So, now that you have the server running a little (or a lot) better in general, I get into the work that never ends. Get a hold of the people using the app, either by yourself or asking customer service to arrange it, and find out what they hate the most about the app’s performance. What you need here is for someone to write a list of when anything took a while, what screen they were on, and approximately how long it took. Don’t go requesting anyone to use stopwatches, you’re looking for “a couple seconds”, “about a minute”, or “I click OK then go get a cup of coffee.” Your goal here is to be able to correlate their pain points to something captured in your traces, giving you the procs they’re using along with real-life example calls to dive into.

Something you may find odd is that I’m diving into the part that affects the end users the most last, but I do it on purpose. The other pieces are things I skim through and do what I can in a week or so, but they’ll make the bigger impact on the server in general along with resolving some of the customer’s complaints in the process. In the process, you’re learning more about the server and how everything goes together so that when you start talking to your customers you can make a more immediate impact on their complaints.

After getting through list once I let my ADD take over, and man do I have ADD. The customers have an idea of what a DBA can do for them now to the point that they may even be contacting you directly when something annoys them, developers realize a SQL Server specialist can be a good person to lean on, and your server’s biggest pain point hurts a lot less. Once you get to this point, jump around on this list on your servers and take up a query or two when you feel like it.


Indexes – Understanding basic types and their components

The biggest problem developers and newer DBAs have with understanding indexes is that you don’t realize when you’re using the exact same thing away from your computer.  Pick up any reference style book and you have one clustered index and one nonclustered index. The clustered index is also split into the b-tree (table of contents) and the leaf levels (actual book, which is also why you can only have one clustered index).  The nonclustered index in the back of the book is, however, very basic.

Here’s how the clustered index to table of contents comparison works.  The table of contents will tell you exactly what page to start on for a specific subject in the book.  The b-tree of a clustered index is the table of contents, and will tell SQL Server exactly what page to start at to look at a specific value or range of values you’re looking for.  Then when you turn to that page in the book you can flip to the next page to continue reading until you found everything you’re looking for.  SQL Server does the same thing where one page tells you where the next logical page is, which is typically the next physical page on the disk.  If you get too many instances where the next physical and logical pages aren’t the same then it’s time to rebuild the index to fix your fragmentation.

The key columns in the clustered index are best viewed in the context of a phone book.  The clustered index there has two key fields, last name and first name, in that order.  The “in that order” is more important than people newer to indexing would guess, and here’s why.  If I asked you to find every person with the last name “Hood” in a phone book, you’d flip through until you found the H’s and find what you were looking for rather quickly.  On the other hand, if I asked you to find every person with the first name “Steve” then you’d get mad at me and I’d have an impression of a phone book on my head.  SQL Server uses more technical terms, where it will seek (clustered index seek) for the last name, and scan (clustered index scan) the entire table for the first name.  Luckily, SQL Server rarely gets mad and just does the clustered index scan reading the entire table.

### [DATA EXCERPTS]

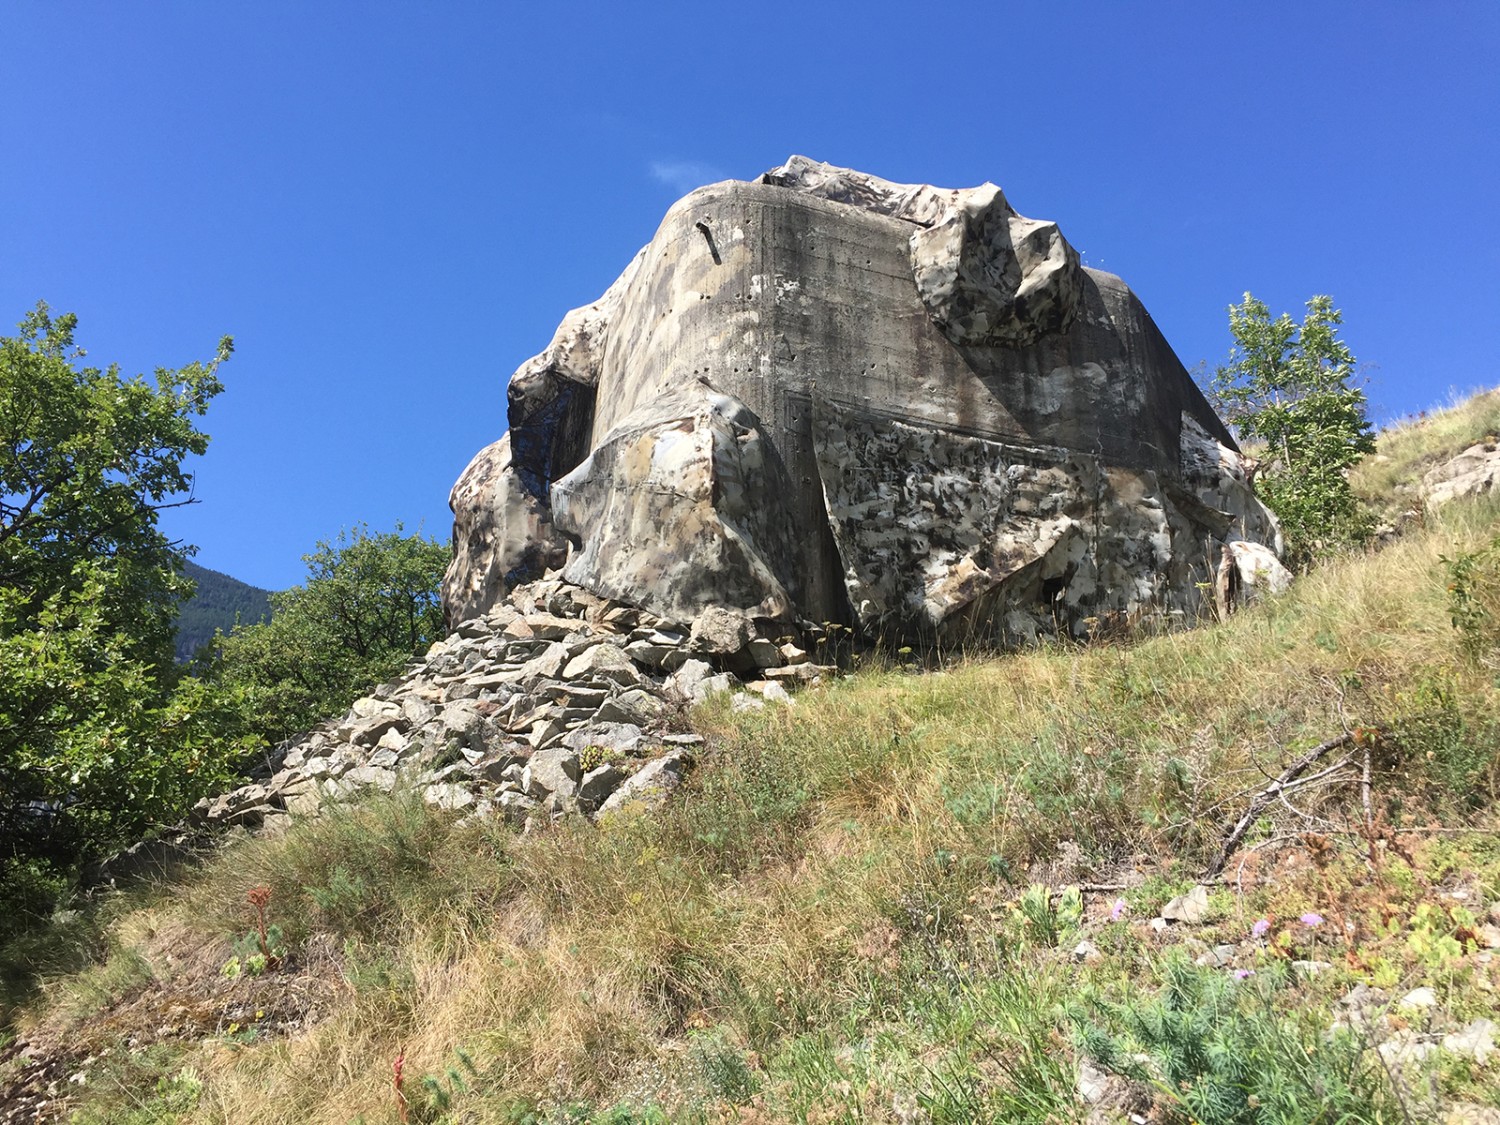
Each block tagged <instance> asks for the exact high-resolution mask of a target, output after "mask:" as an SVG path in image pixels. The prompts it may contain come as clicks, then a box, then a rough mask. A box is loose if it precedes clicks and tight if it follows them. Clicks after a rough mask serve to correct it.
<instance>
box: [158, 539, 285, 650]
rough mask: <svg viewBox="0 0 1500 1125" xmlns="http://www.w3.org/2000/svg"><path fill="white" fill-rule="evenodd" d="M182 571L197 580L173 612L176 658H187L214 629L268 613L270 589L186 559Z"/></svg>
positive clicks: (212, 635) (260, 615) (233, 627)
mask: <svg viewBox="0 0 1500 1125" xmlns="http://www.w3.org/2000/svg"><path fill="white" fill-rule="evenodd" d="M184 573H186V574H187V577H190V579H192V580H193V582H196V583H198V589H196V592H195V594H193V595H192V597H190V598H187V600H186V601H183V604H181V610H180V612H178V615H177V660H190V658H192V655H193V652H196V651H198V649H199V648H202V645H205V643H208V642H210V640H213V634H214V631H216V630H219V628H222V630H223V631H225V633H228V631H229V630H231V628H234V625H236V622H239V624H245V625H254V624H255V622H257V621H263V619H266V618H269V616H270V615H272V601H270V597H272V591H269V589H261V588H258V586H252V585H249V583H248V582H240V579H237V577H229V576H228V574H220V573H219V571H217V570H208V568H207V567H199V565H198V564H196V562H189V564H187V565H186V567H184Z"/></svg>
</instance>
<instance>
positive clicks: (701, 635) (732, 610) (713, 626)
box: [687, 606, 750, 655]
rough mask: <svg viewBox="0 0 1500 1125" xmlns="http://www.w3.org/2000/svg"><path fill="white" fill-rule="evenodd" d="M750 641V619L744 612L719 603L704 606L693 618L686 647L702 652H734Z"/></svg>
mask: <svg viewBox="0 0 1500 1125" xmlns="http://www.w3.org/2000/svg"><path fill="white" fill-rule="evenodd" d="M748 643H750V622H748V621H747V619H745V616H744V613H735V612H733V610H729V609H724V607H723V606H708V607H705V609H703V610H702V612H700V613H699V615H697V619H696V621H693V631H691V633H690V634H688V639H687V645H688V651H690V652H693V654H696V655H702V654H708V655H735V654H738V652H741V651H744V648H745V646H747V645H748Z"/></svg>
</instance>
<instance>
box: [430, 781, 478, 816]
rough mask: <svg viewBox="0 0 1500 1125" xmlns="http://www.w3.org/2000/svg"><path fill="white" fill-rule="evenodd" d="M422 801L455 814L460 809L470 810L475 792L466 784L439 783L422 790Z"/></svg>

### [WHAT THE TASK REQUIRES]
Write out the stretch of the SQL Server text from "The biggest problem" through "however, very basic.".

### [REPLY TO THE EXERCISE]
The biggest problem developers and newer DBAs have with understanding indexes is that you don’t realize when you’re using the exact same thing away from your computer.  Pick up any reference style book and you have one clustered index and one nonclustered index. The clustered index is also split into the b-tree (table of contents) and the leaf levels (actual book, which is also why you can only have one clustered index).  The nonclustered index in the back of the book is, however, very basic.